[Dataset excerpts on object pointing]
□ □ □ □ □

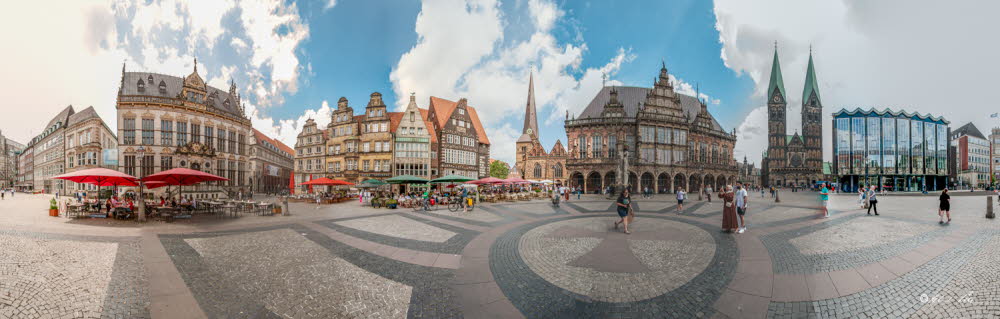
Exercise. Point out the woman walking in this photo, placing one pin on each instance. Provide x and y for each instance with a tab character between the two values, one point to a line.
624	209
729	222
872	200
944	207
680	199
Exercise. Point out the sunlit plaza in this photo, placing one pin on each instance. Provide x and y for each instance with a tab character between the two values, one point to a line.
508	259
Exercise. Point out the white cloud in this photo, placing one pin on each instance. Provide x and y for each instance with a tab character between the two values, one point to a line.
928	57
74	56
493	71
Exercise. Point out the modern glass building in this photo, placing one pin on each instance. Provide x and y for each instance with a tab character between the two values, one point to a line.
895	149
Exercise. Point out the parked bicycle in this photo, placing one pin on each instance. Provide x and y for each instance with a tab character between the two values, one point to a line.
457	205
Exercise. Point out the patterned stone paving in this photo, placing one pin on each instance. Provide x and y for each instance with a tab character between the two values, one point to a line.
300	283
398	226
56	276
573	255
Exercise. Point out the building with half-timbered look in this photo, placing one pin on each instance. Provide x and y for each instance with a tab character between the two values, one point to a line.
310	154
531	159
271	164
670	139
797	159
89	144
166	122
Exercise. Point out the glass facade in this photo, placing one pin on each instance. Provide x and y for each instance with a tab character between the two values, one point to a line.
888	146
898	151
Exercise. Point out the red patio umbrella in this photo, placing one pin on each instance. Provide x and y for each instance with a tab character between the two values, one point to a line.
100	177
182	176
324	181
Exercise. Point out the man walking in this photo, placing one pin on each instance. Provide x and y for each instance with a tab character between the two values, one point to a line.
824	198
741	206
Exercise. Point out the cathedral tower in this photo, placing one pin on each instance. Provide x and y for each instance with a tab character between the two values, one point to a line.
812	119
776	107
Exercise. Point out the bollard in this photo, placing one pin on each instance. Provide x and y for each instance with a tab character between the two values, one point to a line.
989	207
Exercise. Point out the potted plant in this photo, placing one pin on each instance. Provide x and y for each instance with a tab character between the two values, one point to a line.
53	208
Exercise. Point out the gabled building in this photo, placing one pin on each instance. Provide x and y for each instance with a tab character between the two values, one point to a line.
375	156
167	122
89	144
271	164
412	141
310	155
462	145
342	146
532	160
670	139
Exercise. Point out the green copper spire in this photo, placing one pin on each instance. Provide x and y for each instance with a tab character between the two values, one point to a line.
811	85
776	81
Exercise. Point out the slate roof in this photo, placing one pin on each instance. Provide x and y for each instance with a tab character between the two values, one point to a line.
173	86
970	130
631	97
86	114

□ □ □ □ □

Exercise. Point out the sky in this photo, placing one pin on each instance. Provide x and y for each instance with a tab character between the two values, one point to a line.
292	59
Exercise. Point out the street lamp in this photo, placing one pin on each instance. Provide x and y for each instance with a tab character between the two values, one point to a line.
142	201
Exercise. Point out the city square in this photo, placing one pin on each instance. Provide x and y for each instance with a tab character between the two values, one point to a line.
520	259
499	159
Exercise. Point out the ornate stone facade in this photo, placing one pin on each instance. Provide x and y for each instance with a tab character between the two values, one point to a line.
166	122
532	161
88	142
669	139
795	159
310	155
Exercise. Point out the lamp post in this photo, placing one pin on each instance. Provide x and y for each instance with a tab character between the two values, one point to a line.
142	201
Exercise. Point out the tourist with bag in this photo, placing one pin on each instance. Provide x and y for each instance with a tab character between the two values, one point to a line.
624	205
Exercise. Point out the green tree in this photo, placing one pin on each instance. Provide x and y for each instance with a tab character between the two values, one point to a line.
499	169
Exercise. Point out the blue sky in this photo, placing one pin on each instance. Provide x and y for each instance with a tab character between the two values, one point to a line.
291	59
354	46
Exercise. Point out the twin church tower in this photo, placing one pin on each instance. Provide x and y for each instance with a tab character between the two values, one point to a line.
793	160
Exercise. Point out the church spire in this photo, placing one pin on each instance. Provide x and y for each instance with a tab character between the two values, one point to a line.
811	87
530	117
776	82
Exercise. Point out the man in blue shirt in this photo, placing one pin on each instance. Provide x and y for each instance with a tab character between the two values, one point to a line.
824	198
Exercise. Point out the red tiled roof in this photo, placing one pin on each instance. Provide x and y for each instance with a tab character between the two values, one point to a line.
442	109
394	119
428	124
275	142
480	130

□ □ □ □ □

> **WRITTEN REQUEST**
Gather every line from the entries above that contains the word "facade", matching case exactly. Copy each such line in full.

> **OUTPUT BELOW**
Exercise. Point out the glass facade in this photo, placing one pin on each instance. Provide x and y for each instance with a tab character between the two values, one point to a line.
Exercise. Point out the ornate stone facade in this photo, placing one pin on each instance. Provide x and y for each instance with a tab character between the two values, one point to a line.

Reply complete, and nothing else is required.